#### Check your understanding
A – Decide whether each statement below agrees with the article on burnout as a new parent. Answer yes or no for each, and quote the deciding words from the article.
(i) The author works through a company called Hooky Wellness.
(ii) The person asking for advice already has one child.
(iii) The author has spent five years helping professionals with burnout.
B – Answer these questions using facts from the article on burnout as a new parent.
(i) What is the name of the career advice column?
(ii) Who is credited for the photo?
(iii) Which year does the author say opened their eyes to motherhood?
C – Continue the article on burnout as a new parent from its last sentence.

#### Excerpted passage

I’m a Burnout Expert and These 3 Tips Help Me Avoid Workplace Burnout As a New Parent

Photo: Getty Images/Kelvin Murray
When you’re stuck in a tough spot at work—you’re *this close* to burnout, you’re wondering whether your job is the right fit, your office culture could use a serious upgrade—who do you turn to? Your mentor, who has years of experience you can rely on? Your mom, who always keeps your best interests in mind? Or your BFF, who is dependable for a killer pep talk? Put all three perspectives in a blender, and you’ve got Good@Work, Well+Good’s career advice column. See All


I am expecting my first child, and I'm still working full-time, full-steam ahead. My job is demanding and life is stressful, so I am already trying to avoid burnout. But, knowing that my life is about to change drastically upon becoming a parent, I'm having anticipatory anxiety about the workplace burnout I can only imagine is waiting for me on the other side. Do you have any tips for how I can temper these worries and feel better prepared?


I’ve dedicated the past three years to equipping and empowering hundreds of professionals on the ins and outs of burnout through my company Hooky Wellness. I talk a lot about burnout, and I know the topic and research surrounding it quite well. But even so, I must say that 2022 has opened my eyes to a new dimension of life and navigating the prospect of burnout while living it: motherhood.

#### Extracted data
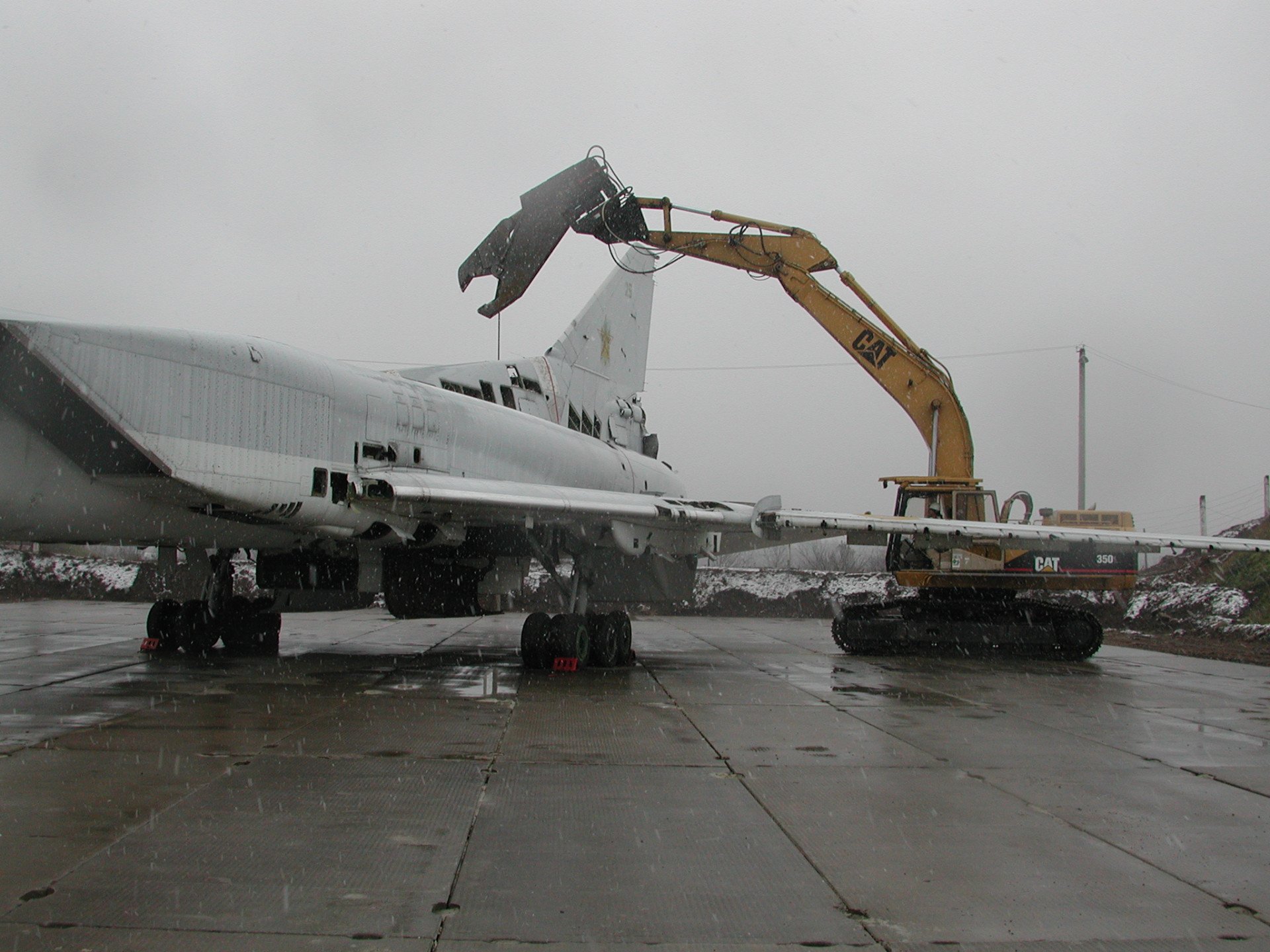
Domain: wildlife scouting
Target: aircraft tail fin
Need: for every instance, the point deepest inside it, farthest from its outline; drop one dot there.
(603, 353)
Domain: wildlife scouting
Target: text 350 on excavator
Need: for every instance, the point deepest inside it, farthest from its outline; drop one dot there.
(967, 600)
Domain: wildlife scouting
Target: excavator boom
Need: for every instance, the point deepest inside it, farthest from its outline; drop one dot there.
(966, 598)
(586, 198)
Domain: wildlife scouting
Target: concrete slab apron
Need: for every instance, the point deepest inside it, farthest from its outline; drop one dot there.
(937, 856)
(353, 847)
(642, 855)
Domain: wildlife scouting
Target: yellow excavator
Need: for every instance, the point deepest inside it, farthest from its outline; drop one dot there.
(967, 600)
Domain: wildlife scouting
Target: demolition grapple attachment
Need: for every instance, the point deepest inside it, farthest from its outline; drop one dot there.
(585, 197)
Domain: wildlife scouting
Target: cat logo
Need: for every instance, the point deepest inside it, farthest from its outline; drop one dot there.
(872, 349)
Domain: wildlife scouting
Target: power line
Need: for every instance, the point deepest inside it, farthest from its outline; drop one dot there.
(1176, 383)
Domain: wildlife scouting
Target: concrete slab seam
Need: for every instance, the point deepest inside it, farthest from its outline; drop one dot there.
(860, 916)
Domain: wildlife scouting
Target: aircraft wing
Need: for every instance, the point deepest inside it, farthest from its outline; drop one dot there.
(683, 526)
(951, 534)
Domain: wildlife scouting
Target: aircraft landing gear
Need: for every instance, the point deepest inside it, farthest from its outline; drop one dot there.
(599, 640)
(245, 627)
(196, 626)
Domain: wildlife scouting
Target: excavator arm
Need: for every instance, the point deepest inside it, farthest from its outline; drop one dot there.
(966, 596)
(589, 201)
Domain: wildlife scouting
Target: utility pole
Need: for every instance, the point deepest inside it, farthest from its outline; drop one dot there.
(1080, 438)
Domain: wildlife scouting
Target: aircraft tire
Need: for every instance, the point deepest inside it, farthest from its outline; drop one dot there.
(622, 623)
(194, 634)
(161, 622)
(606, 640)
(272, 635)
(534, 640)
(568, 637)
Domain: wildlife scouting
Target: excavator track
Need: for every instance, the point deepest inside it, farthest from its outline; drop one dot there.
(963, 626)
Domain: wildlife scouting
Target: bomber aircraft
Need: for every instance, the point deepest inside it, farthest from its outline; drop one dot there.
(431, 485)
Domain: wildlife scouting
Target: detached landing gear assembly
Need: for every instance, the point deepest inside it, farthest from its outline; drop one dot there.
(952, 623)
(591, 640)
(194, 626)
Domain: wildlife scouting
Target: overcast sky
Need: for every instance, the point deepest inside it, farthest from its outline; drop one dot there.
(1000, 175)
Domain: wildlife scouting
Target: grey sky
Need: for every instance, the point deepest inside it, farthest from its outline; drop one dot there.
(1000, 175)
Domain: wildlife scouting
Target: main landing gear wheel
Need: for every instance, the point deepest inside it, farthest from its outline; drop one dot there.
(534, 640)
(161, 623)
(568, 637)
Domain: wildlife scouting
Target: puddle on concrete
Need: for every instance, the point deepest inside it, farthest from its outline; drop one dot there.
(911, 696)
(464, 681)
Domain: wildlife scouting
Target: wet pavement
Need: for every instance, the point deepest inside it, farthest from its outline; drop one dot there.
(404, 786)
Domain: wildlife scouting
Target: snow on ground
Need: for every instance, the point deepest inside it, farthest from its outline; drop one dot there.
(105, 575)
(780, 584)
(1181, 598)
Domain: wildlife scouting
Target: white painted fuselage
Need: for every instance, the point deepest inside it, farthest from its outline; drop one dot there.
(204, 440)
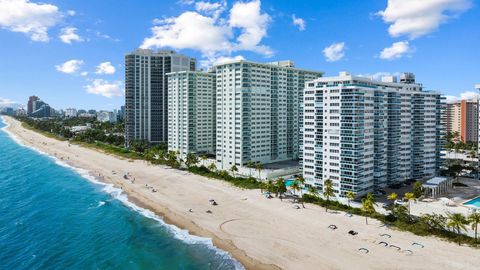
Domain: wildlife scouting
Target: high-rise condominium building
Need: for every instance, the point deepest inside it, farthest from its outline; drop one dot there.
(146, 97)
(191, 107)
(70, 112)
(30, 104)
(462, 117)
(364, 134)
(259, 111)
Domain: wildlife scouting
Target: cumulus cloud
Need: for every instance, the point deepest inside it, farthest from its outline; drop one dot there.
(32, 19)
(6, 102)
(70, 67)
(213, 33)
(105, 68)
(396, 51)
(334, 52)
(214, 9)
(68, 35)
(467, 95)
(416, 18)
(299, 23)
(105, 88)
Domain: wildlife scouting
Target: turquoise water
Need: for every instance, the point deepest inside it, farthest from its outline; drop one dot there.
(475, 202)
(53, 218)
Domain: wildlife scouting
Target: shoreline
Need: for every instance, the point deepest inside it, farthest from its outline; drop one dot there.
(168, 217)
(257, 232)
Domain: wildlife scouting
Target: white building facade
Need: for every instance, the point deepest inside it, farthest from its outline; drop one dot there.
(191, 107)
(364, 134)
(259, 111)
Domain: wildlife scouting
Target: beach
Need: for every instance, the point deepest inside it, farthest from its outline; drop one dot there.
(261, 233)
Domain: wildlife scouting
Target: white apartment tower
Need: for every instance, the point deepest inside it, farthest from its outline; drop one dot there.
(146, 96)
(191, 107)
(259, 111)
(364, 134)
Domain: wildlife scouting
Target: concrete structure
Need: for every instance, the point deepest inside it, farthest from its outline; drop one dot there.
(104, 116)
(462, 117)
(259, 111)
(191, 107)
(364, 134)
(146, 96)
(437, 186)
(70, 112)
(40, 109)
(31, 99)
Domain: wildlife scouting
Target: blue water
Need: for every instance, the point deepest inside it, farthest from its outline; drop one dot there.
(53, 218)
(475, 202)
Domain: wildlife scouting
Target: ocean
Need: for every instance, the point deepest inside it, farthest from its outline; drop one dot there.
(53, 216)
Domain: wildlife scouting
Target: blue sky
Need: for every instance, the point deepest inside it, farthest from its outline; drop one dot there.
(438, 40)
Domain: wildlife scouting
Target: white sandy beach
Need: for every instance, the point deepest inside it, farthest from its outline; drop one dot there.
(260, 233)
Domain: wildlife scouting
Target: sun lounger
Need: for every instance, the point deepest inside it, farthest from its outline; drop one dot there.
(333, 227)
(364, 250)
(418, 244)
(393, 246)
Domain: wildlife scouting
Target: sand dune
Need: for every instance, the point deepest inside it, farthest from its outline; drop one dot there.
(261, 233)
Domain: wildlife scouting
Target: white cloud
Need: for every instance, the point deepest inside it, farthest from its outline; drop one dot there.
(105, 88)
(105, 68)
(190, 30)
(415, 18)
(214, 35)
(396, 51)
(248, 17)
(214, 9)
(299, 22)
(334, 52)
(32, 19)
(70, 67)
(68, 34)
(6, 102)
(467, 95)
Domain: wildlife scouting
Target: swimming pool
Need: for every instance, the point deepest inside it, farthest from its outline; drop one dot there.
(475, 202)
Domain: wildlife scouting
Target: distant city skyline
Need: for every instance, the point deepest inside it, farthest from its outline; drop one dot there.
(71, 54)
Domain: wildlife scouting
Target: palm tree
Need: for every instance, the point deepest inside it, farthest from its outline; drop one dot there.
(234, 169)
(350, 197)
(203, 158)
(295, 186)
(474, 220)
(259, 168)
(457, 222)
(191, 160)
(250, 165)
(368, 206)
(212, 167)
(281, 188)
(328, 191)
(409, 196)
(301, 182)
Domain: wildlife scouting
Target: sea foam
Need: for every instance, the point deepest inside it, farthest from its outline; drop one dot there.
(118, 194)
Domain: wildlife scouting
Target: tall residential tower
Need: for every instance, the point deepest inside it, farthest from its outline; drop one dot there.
(146, 96)
(259, 111)
(191, 107)
(364, 134)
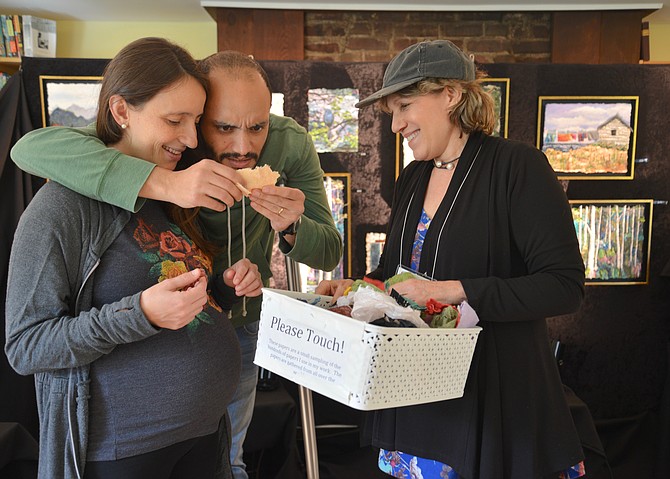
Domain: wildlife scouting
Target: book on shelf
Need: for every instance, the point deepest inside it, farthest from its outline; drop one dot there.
(39, 36)
(9, 39)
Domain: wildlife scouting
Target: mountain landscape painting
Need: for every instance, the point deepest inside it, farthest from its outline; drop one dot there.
(69, 101)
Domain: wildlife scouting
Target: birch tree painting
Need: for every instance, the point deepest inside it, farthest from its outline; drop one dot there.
(614, 239)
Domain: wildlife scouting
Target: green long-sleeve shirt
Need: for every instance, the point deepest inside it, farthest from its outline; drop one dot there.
(76, 158)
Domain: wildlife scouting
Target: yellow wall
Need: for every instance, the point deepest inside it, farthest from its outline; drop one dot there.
(104, 39)
(659, 42)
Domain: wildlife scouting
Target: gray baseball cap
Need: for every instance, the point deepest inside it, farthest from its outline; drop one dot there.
(434, 59)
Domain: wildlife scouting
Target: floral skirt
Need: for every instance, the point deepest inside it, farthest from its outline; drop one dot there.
(407, 466)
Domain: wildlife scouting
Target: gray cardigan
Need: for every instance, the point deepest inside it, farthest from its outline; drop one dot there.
(51, 330)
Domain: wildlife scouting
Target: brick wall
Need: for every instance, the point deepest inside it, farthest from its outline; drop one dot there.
(493, 37)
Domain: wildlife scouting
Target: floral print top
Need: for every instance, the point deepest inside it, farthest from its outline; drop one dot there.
(408, 466)
(174, 385)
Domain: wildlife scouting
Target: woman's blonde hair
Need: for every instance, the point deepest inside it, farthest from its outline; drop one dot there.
(474, 112)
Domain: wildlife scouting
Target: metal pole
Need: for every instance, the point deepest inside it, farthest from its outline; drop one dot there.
(306, 405)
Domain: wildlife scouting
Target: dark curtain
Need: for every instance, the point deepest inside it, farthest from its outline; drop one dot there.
(17, 393)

#### Solved tasks
A –
(i) Yes: "through my company Hooky Wellness"
(ii) No: "I am expecting my first child"
(iii) No: "I’ve dedicated the past three years to equipping and empowering hundreds of professionals on the ins and outs of burnout"

B –
(i) Good@Work
(ii) Getty Images/Kelvin Murray
(iii) 2022

C –
In January, I gave birth to my first child. He came out full of personality, determined, and on his own schedule—as evidenced by his arrival 10 weeks earlier than expected. After seven weeks in the care of the NICU, he was released to come home and has been thriving ever since.

Needless to say, this year has shifted my priorities as I've taken on the new title of parent. While mitigating workplace burnout is always top of mind for me, given the focus of my company, I fully recognize the many possible non-work causes of burnout that can fuel a case of it—and that certainly includes becoming a parent. Below find three strategies that have helped me, personally, manage percolating feelings of burnout during my first five months of navigating motherhood.

3 tips for avoiding workplace burnout as a new parent

1. Picking priorities—and that means understanding not everything can be one

Bandwidth is the energy and mental capacity you have to get things done. While true for everyone, as a new parent,  you will undoubtedly have less of that bandwidth. So, identifying your top three to five priorities at work will help you focus on the most important tasks and recognize areas where you can say no or not now.

Identifying your top three to five priorities at work will help you focus on the most important tasks and recognize areas where you can say no.

Confirm this list with your manager or team to ensure that you are on the same page, then use weekly check-ins to catch changes and adjust your work plan accordingly. Your bandwidth will be limited, so focus on the things that matter most. Every moment spent working on an unimportant task is time away from your little one.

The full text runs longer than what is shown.